Copy the material below line for line, without changing anything.

────────

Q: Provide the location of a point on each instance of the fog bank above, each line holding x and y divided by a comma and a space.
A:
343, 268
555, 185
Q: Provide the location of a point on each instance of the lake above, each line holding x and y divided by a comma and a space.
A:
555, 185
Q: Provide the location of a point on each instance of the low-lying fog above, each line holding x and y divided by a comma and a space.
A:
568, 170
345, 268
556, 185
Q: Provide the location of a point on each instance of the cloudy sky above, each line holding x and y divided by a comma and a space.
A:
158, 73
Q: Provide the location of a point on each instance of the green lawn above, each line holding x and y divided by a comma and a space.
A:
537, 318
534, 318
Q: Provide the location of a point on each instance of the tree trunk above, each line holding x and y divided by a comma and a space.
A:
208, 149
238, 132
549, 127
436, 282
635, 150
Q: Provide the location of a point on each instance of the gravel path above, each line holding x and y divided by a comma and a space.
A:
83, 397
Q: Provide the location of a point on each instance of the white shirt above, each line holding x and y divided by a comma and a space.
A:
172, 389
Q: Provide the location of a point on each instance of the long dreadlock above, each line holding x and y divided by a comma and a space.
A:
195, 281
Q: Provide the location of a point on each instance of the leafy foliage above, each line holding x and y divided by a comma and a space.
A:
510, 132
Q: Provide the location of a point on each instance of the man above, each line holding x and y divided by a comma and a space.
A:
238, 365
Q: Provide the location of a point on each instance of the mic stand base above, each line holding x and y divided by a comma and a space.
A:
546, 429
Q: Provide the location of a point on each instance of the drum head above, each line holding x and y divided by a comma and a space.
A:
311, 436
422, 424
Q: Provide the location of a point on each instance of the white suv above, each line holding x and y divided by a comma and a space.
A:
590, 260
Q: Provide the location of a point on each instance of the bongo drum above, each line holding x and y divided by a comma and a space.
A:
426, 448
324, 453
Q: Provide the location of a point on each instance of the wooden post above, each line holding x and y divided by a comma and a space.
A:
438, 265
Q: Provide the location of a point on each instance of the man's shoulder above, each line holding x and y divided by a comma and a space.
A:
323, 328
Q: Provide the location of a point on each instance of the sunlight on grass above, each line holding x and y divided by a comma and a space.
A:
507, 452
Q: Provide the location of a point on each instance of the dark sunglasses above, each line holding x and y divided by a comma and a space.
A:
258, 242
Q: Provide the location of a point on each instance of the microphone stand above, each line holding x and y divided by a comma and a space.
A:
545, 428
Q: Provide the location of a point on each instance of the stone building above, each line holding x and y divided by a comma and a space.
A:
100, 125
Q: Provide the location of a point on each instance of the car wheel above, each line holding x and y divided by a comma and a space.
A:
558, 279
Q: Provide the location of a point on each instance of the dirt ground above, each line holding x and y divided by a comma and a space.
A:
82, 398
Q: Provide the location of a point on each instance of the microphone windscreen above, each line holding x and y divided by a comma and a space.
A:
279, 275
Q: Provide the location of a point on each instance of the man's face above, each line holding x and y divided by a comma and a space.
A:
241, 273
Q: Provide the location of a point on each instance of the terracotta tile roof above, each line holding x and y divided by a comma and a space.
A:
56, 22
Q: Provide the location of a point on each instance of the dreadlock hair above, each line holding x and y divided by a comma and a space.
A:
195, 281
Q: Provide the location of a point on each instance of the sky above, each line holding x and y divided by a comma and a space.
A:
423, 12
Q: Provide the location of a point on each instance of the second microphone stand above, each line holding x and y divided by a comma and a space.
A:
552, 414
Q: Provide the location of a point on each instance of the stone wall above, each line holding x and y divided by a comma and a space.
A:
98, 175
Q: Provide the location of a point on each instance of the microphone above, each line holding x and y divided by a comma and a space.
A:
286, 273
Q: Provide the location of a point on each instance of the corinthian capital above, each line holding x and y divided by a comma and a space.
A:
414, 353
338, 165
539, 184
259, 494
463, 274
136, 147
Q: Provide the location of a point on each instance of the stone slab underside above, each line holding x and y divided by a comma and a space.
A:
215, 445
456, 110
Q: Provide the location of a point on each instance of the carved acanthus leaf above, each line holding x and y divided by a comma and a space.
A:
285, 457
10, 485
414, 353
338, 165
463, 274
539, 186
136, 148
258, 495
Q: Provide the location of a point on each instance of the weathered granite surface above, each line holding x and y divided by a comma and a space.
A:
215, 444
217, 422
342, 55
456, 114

────────

### Completed exercise
Q: Provide the location of a point on each instance of the fog bank above, each line holding x and y divided by a comma and a space.
A:
343, 268
555, 185
Q: Provide the location of a point on each instance of the lake above, each line holding x and y divided by a comma and a space.
A:
555, 185
Q: Provide the location of a point on each instance of the low-lying fog above, each line holding x and y divided by a comma and a space.
A:
568, 170
345, 268
556, 185
Q: Provide the location of a point on each instance of the cloudy sky above, each line holding x and y divided by a comma and a space.
A:
158, 73
Q: Provide the location of a point on each instance of the green lawn above, each line holding x and y divided by a comma and a space.
A:
537, 318
534, 318
Q: Provide the location of a point on each instance of the tree trunk above, each line holding x and y divided by a comma and a space.
A:
208, 149
238, 132
549, 127
436, 282
635, 150
Q: Provide the location of a point on each instance of the gravel path above, each line holding x and y divided by a comma and a space.
A:
83, 397
Q: Provide the location of a point on each instance of the white shirt above, each line holding x and y divided by a comma and a space.
A:
172, 389
Q: Provide the location of a point on each instance of the long dreadlock above, each line holding x and y divided by a comma and a space.
A:
195, 281
Q: Provide the location of a point on each instance of the leafy foliage above, each line holding x and y divided by a comma and a space.
A:
510, 132
Q: Provide the location of a point on each instance of the man above, each line holding x and y divided by a comma and a space.
A:
238, 365
Q: Provide the location of a point on each instance of the mic stand base above, each line holding x and y divided by a comma and a space.
A:
546, 429
Q: Provide the location of a point on each instance of the drum head above, each line holding x and y divided by a comma and a space.
A:
311, 436
422, 424
Q: Provide the location of a point on each instance of the white suv above, each line holding x and y divided by a comma and a space.
A:
590, 260
Q: Provide the location of a point on each instance of the bongo drum above, each line holding x and y divided by a comma and a space.
A:
426, 448
324, 453
Q: Provide the location of a point on each instance of the wooden post above, each line holding x and y divided by a comma and a space.
A:
438, 265
Q: Provide the location of a point on each instance of the man's shoulder above, each line holding x and y divided by a comma and a space.
A:
323, 328
Q: Provide the location of a point on each instance of the sunlight on grass above, each line holding x and y divided by a comma and a space.
A:
507, 452
Q: Provide the location of a point on each instance of the dark sunglasses above, each line holding x and y divided by a comma and a space.
A:
258, 242
Q: Provide the location of a point on each instance of the microphone stand above, each line holding x and y divided by a comma and a space.
A:
545, 428
Q: Provide the location of a point on each instance of the stone building above, each line holding x and y divided by a comma and a space.
A:
100, 125
Q: Provide the location of a point on each instance of the car wheel above, each line holding x and y divided by a comma and a space.
A:
558, 279
Q: Provide the location of a point on each instance of the dirt ground above, each line holding x and y divided by a comma and a space.
A:
82, 398
Q: Provide the location of a point on each instance of the microphone windscreen above, each line holding x and y divided by a comma and a space.
A:
279, 275
Q: Provide the location of a point on each instance of the man's face above, each line holding x and y divided by a comma and a space.
A:
241, 273
Q: Provide the location of a point on each instance of the terracotta tile roof above, each line holding x and y divided by a comma and a space.
A:
56, 22
Q: Provide the location of a point on each instance of the dreadlock hair above, each line holding x and y divided by a comma and a space.
A:
195, 281
Q: Provide the location of a point on each instance of the sky above, each line holding x and y divided by a comma and a space.
A:
423, 12
Q: Provide the location of a point on each instance of the second microphone stand above, each line holding x and y divided by a comma and a space.
A:
552, 414
Q: Provide the location of a point on each instance of the stone wall above, each line holding x and y divided by a comma and a space.
A:
98, 175
Q: Provide the location of a point on each instance of the microphone above, each line holding x and y divided by a comma and a space.
A:
286, 273
Q: Provide the location of a point on each instance of the corinthian capital above, each line holding x and y divided by a comma and a space.
A:
414, 353
338, 165
539, 184
259, 494
463, 274
136, 147
Q: Provide the location of a point on each instance of the stone slab underside above, each line holding x and y divided by a comma and a space.
A:
215, 445
456, 110
Q: Provide the location of a point on each instance of the carved acanthus leaf above, each line holding x and y divided by a comma and a space.
A:
285, 457
10, 485
414, 353
338, 165
463, 274
539, 186
136, 148
258, 495
Q: Provide the location of a point on each instance of the weathered granite surface above, each line holding x and y divided by a comma and a space.
A:
215, 444
217, 422
342, 55
456, 114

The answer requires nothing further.